== PROBLEM TO WORK ON ==
Reproduce verbatim the lines of the material below, starting with the line containing "Practice. Find the tower" and continuing through the end of the material.

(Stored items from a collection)
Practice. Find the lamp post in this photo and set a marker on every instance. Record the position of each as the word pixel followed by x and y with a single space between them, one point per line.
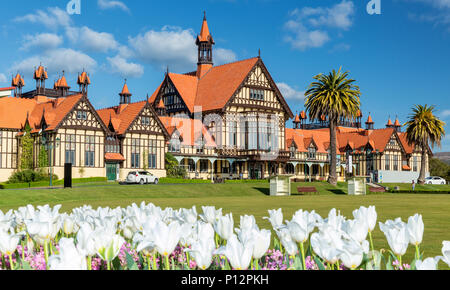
pixel 49 147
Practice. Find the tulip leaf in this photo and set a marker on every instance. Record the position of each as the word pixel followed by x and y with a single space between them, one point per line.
pixel 298 264
pixel 26 266
pixel 319 264
pixel 389 264
pixel 131 264
pixel 116 264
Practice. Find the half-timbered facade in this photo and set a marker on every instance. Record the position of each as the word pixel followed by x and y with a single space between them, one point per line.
pixel 240 105
pixel 136 140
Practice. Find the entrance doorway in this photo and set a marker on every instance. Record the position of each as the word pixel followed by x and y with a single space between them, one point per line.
pixel 111 171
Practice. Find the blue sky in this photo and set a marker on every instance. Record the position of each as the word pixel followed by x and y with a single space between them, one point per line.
pixel 399 58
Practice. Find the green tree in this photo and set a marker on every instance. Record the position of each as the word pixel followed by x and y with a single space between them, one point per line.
pixel 172 167
pixel 26 158
pixel 422 129
pixel 334 96
pixel 145 163
pixel 43 157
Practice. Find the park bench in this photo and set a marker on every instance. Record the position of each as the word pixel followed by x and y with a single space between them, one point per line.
pixel 308 190
pixel 377 189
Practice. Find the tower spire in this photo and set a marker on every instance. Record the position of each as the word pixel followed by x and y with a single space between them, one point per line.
pixel 204 43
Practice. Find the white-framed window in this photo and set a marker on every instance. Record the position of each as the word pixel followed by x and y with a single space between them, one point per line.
pixel 175 144
pixel 395 163
pixel 145 121
pixel 89 153
pixel 152 153
pixel 135 153
pixel 292 151
pixel 312 152
pixel 257 94
pixel 81 115
pixel 387 162
pixel 71 149
pixel 232 131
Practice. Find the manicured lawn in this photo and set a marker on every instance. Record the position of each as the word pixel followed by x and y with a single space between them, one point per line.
pixel 253 199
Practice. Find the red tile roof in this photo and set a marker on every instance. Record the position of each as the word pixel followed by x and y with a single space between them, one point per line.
pixel 114 157
pixel 190 130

== RIGHT ANSWER ==
Practice. Find the tower spire in this photo and set a marker on every instance. Record the position of each as the word pixel followed by x and y with a single space between them, one point per line.
pixel 204 43
Practice. Find the white-framed window in this photo and set a marker on every instance. Record the position of each as the word pixel followed by x and y with a single space between them, one point per line.
pixel 175 144
pixel 395 163
pixel 145 121
pixel 89 153
pixel 152 153
pixel 135 153
pixel 292 151
pixel 312 152
pixel 257 94
pixel 81 115
pixel 387 162
pixel 71 149
pixel 232 131
Practice. Find the manicured lawn in this photo and set a marker on every instance. Record the position of each as the word pixel followed by x and y with a single space between them, one point per line.
pixel 253 199
Practice. Find the red tile roof in this photo and set a marker on every instance. Record the position of each as the word pixel followed by x and y with a single space between them, one point per line.
pixel 114 157
pixel 190 130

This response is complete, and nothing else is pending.